GOAL OF THE EXERCISE: Rescale the listing from its start up to and including the line with "left=0, top=274, right=225, bottom=365", writing out every line and multiplying each box coordinate given under "result:" by 0.65, rounded to a whole number with halves going up. Keep every other line and figure unchanged.

AVAILABLE RECORDS:

────────────────────────────────────────

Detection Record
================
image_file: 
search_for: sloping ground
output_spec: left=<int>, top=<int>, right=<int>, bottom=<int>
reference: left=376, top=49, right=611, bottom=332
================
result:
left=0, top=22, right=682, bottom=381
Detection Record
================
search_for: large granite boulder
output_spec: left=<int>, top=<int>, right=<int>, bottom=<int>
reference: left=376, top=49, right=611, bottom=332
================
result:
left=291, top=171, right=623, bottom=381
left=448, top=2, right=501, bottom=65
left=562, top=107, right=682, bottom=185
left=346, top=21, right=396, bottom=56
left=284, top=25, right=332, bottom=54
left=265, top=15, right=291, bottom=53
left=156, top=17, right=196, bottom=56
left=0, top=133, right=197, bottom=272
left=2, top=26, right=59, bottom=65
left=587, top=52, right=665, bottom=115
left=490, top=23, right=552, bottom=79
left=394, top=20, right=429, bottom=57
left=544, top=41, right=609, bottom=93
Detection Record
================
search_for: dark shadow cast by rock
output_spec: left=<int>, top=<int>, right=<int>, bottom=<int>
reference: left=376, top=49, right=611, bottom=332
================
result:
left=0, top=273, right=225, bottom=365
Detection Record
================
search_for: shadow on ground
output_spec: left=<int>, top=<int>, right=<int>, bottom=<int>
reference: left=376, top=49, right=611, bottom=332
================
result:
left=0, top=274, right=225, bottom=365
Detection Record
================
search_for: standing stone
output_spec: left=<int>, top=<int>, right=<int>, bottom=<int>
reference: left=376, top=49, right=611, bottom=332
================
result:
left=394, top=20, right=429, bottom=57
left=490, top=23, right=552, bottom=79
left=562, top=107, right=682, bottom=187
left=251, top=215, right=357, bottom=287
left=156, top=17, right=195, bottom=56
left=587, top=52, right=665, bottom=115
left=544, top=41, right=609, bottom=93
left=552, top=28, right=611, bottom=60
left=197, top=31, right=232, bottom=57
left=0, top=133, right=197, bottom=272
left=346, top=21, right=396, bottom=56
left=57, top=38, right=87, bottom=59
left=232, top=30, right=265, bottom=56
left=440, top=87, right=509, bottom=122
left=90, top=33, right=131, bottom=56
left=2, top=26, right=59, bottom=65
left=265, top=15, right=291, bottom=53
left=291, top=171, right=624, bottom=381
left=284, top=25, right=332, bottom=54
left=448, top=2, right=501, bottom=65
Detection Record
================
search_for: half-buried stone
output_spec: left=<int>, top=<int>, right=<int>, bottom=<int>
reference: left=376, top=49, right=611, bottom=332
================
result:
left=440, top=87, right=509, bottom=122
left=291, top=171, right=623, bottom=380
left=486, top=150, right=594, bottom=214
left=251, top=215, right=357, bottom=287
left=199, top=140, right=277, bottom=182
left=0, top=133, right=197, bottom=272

────────────────────────────────────────

SOLUTION:
Detection Record
================
image_file: 
search_for: sloping ground
output_spec: left=<int>, top=<int>, right=<int>, bottom=<int>
reference: left=376, top=49, right=611, bottom=332
================
result:
left=0, top=14, right=443, bottom=248
Detection Record
================
search_for: large granite boulder
output_spec: left=<int>, top=<int>, right=<int>, bottom=<int>
reference: left=376, top=49, right=611, bottom=332
================
result:
left=189, top=111, right=405, bottom=248
left=291, top=1, right=326, bottom=42
left=365, top=70, right=443, bottom=120
left=225, top=14, right=257, bottom=36
left=185, top=16, right=216, bottom=35
left=172, top=10, right=189, bottom=34
left=101, top=11, right=127, bottom=36
left=0, top=86, right=128, bottom=177
left=1, top=17, right=38, bottom=42
left=382, top=34, right=432, bottom=75
left=319, top=15, right=359, bottom=51
left=256, top=13, right=279, bottom=37
left=354, top=27, right=396, bottom=60
Detection Record
================
search_for: dark shadow cast by rock
output_spec: left=<int>, top=<int>, right=<int>, bottom=<int>
reference: left=376, top=49, right=611, bottom=332
================
result:
left=0, top=177, right=146, bottom=237
Detection Record
================
search_for: shadow on ground
output_spec: left=<int>, top=<int>, right=<int>, bottom=<int>
reference: left=376, top=49, right=611, bottom=332
================
result:
left=0, top=178, right=146, bottom=237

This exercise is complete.